#### DIRECTIONS
In the TIGERS-X news report below, where was the Flight Model assembled?

#### READING PASSAGE
—————

Chonburi, 20 February 2026 — The TIGERS-X (Thailand Innovative G-force Varied Emulsification Research for Space Exploration) Flight Model has been successfully assembled at the National Satellite Assembly and Integration Facility operated by Geo-Informatics and Space Technology Development Agency in Chonburi, Thailand. The completion of assembly marks a major milestone in the transition from engineering development to flight-ready hardware for the upcoming mission to the International Space Station.
The assembly process was conducted entirely within a controlled cleanroom environment, a standard requirement for spaceflight hardware. Unlike conventional laboratory assembly, cleanrooms are designed to minimize particulate contamination, microbial presence, and electrostatic interference. Even microscopic dust or residue can compromise sensitive components, particularly in microfluidic systems where fluid channels operate at sub-millimeter scales. In the context of human spaceflight, contamination is not just a performance issue but also a safety concern, as any foreign material introduced into the ISS environment must meet strict international standards for crew health and system integrity.

—————

#### SOURCE MATERIAL
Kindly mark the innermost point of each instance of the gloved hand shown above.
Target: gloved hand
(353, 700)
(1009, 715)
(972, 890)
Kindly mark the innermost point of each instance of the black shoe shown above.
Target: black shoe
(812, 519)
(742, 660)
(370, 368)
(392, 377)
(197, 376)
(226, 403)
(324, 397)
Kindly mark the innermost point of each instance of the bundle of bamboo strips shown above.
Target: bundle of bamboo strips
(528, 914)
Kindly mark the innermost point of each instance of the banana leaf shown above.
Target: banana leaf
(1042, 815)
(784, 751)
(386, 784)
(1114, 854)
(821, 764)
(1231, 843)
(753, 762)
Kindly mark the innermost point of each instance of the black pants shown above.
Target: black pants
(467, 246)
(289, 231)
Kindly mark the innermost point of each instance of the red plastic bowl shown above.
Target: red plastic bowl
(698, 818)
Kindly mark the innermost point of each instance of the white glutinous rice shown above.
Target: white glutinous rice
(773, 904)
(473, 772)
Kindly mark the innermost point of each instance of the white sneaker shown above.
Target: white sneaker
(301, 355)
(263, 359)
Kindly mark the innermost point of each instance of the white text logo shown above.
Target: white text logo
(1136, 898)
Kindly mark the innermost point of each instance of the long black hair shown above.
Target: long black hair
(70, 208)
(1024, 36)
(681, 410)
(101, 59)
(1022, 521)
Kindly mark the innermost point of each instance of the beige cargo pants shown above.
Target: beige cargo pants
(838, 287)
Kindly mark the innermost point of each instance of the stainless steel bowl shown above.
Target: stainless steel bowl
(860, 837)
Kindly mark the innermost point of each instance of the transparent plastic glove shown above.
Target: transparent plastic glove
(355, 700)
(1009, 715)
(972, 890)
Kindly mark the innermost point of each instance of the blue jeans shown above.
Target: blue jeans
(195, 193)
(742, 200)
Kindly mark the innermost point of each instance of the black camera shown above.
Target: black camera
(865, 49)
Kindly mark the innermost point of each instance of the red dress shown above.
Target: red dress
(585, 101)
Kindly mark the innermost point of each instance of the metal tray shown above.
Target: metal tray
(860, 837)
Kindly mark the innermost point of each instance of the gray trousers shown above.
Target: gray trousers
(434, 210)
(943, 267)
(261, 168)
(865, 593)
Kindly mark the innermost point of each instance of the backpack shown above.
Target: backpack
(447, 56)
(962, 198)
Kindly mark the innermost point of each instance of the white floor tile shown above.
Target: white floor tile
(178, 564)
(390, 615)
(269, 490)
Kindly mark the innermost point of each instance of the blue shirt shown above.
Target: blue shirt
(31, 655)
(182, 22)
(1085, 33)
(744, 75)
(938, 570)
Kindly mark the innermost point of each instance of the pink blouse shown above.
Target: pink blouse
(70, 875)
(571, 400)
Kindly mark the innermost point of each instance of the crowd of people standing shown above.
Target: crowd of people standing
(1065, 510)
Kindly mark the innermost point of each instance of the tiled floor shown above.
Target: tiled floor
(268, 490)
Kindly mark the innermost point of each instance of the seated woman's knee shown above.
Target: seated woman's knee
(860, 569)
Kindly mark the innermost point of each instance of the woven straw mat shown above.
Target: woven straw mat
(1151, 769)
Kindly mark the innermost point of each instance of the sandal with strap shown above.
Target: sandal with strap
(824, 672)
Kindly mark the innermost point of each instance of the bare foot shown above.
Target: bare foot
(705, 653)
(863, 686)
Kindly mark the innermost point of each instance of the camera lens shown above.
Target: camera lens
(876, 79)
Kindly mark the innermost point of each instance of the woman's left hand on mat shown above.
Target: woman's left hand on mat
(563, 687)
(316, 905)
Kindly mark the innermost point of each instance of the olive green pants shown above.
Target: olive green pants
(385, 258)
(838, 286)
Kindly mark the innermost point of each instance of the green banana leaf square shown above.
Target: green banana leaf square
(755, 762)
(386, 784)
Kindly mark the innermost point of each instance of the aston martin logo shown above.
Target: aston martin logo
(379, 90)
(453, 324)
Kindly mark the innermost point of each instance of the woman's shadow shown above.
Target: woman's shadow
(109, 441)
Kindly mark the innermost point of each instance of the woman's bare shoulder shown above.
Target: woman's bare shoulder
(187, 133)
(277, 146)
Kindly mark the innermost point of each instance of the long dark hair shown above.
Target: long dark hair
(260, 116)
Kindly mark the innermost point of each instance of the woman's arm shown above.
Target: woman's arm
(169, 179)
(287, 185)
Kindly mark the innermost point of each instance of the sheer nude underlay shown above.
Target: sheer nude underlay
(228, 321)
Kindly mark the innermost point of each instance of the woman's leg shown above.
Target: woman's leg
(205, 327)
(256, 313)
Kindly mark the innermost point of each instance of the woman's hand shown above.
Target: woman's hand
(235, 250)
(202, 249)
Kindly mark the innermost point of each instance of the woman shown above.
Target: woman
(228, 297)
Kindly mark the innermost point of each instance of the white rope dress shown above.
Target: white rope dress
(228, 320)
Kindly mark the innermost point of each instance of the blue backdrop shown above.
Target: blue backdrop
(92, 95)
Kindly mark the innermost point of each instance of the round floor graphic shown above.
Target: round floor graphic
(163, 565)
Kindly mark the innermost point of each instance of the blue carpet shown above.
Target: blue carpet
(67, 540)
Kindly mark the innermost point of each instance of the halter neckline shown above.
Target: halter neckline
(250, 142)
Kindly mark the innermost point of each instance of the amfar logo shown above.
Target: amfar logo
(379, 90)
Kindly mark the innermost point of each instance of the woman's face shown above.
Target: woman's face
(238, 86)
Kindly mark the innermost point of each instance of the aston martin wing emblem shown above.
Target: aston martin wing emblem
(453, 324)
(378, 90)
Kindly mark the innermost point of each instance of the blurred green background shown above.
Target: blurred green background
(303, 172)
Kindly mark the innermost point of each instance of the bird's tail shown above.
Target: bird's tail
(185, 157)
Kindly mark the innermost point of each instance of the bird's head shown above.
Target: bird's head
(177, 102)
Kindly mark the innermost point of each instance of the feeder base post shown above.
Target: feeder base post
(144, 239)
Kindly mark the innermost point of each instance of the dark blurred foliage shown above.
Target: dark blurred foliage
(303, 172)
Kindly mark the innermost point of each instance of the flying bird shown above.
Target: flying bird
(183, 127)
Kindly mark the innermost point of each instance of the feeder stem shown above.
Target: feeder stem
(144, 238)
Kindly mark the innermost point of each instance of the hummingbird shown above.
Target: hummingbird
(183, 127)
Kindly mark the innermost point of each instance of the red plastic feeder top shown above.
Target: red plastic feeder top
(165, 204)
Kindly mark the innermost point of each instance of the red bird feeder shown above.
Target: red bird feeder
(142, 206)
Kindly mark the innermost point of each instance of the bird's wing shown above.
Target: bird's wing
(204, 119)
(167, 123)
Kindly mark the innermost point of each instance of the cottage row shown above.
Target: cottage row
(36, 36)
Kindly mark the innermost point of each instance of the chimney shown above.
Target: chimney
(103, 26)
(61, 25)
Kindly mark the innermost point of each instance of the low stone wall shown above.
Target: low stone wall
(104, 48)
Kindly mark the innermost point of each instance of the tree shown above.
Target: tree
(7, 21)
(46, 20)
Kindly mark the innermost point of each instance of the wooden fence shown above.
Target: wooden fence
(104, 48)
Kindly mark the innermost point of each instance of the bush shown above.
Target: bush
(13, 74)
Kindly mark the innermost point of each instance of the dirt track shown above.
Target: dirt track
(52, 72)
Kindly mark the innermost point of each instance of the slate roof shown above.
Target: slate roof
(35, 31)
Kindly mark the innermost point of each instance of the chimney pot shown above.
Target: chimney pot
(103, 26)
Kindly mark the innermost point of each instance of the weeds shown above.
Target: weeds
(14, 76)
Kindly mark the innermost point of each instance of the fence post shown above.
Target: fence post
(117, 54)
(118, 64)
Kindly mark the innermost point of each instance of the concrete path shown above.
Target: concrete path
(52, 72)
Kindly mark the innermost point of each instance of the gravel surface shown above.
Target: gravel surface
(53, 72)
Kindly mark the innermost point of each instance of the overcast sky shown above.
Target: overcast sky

—————

#### YOUR RESPONSE
At the National Satellite Assembly and Integration Facility in Chonburi, Thailand, operated by the Geo-Informatics and Space Technology Development Agency.